* PAGE:
When, as is the case here, “parties submit cross-motions for summary judgment, each motion must be considered on its own merits.” Fair Hous. Council of Riverside Cnty. v. Riverside Two, 249 F.3d 1132, 1136 (9th Cir. 2001) (citations and internal quotations omitted). The summary judgment standard operates differently depending on whether the moving party has the burden of proof. See Celotex Corp. v. Catrett, 477 U.S. 317, 322-23 (1986). As the party with the burden of proof, Stewart “must establish beyond controversy every essential element” of his claims based on the undisputed material facts to be entitled to summary judgment. S. Cal. Gas Co. v. City of Santa Ana, 336 F.3d 885, 888 (9th Cir. 2003). SRP, by contrast, must merely establish that Stewart cannot make out a prima facie case considering the undisputed material facts. Celotex, 447 U.S. at 322-23.

* AVAILABLE DATA:
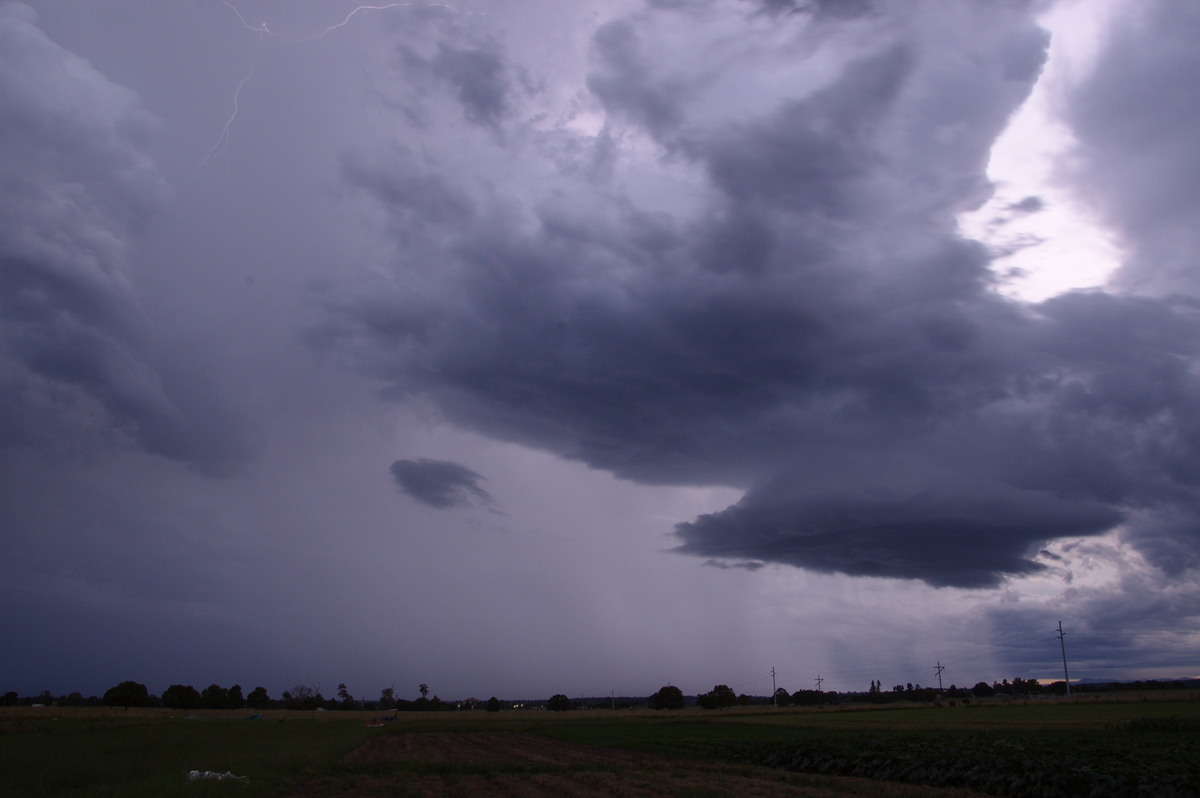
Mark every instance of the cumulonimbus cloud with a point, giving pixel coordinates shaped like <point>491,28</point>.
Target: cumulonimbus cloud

* EXERCISE:
According to the summary judgment passage, what must SRP establish to obtain summary judgment? The lines have no connection to the summary judgment passage.

* TASK RESPONSE:
That Stewart cannot make out a prima facie case considering the undisputed material facts.